■ Extract provided ■

About £4.2 billion of last year’s increase came from credit cards, PwC says, taking the average balance on a card to £1,021 – only a little short of its all-time high of £1,060 at the start of 2010.
Another £6.4 billion of new debt came from personal loans and overdrafts and other sources – including payday loans and peer-to-peer loans. The latter, at least, are unlikely to cost as much as bank loans and are effectively capped at the interest rates agreed when they were first taken out. Demand for payday loans is now dropping.
Wanted – A Stress Test for Human Beings
Part of what worries PwC is that UK consumers seem to be blithely confident about the likely impact of this increased borrowing. Only 18% of the respondents said that they were worried about their ability to repay their debts – which may, of course, be a good sign for economic confidence! – compared with 26% in 2013 and 31% in 2010.
A more telling statistic, perhaps, is that fully 12% told the researchers that they of use credit to pay for essentials such as food or bills – although a sizeable proportion presumably clear their balances every month. Less reassuringly, the proportion rises to 20% among the 35-44 year age group, which is famously getting squeezed harder by household bills than many others.
How good are consumers at estimating the likely repayment cost of a loan? PwC says that four out of five failed to estimate the cost of a mortgage, and just 3% had a realistic idea of what a payday loan might cost them.
Implications for Lenders
It all seems to add up to a rosy scenario for credit card companies, which PwC says raised their ‘spread’ (i.e. gross profit margins) to 17% in 2014, compared with 16% in 2009 and just 10% in 2002.
But PwC warns that these easy pickings are now being eroded by tougher competition, by interest rate caps, by new forms of borrowing, and by a growing trend among younger consumers to use non-credit-card methods of payment. And although bad debts have now fallen to around 3%, from 10% in 2010, the report warns that the underlying trend may soon start climbing again, especially if bank rates rise.
Getting Over The Mid-Life Crisis?
Well, that’s a colourful way of putting it, but PwC says the credit card industry is now looking at a turn in its fortunes. The recent stagnation in the UK credit card market, it says, had only partly reflected consumers’ lack of appetite for debt: it had also prompted suggestions that the long-established product might be suffering something of a midlife crisis as it lost its appeal to younger borrowers, and as it faced significant disruption from new entrants and digital innovation.

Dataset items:

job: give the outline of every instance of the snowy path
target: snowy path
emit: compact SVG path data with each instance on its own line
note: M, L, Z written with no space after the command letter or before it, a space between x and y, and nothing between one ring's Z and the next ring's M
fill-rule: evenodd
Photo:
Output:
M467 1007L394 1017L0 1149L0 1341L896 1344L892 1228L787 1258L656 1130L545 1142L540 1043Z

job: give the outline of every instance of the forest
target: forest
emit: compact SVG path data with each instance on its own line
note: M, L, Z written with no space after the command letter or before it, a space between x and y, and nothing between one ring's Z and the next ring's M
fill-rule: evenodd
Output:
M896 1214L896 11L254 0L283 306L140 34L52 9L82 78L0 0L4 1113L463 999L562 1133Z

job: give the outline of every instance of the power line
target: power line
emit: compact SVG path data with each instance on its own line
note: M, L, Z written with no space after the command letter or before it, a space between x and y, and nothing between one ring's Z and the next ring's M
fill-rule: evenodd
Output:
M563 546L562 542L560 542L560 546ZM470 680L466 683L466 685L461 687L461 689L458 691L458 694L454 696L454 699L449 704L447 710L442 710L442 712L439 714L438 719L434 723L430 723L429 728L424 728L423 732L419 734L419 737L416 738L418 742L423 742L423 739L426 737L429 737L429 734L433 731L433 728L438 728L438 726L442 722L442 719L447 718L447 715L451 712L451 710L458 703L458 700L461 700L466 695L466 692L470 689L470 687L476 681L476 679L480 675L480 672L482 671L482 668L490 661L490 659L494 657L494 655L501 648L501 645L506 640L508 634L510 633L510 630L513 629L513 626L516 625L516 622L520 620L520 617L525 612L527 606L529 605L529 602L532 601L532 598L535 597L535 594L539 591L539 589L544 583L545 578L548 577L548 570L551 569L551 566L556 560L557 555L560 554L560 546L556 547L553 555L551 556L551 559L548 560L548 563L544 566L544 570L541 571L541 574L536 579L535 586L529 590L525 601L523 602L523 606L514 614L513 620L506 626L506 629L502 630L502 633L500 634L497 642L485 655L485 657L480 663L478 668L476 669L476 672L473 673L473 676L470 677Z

■ What you should do ■
According to the excerpt on UK consumer borrowing, what share of respondents said they were worried about their ability to repay their debts?

■ Result of the task ■
18%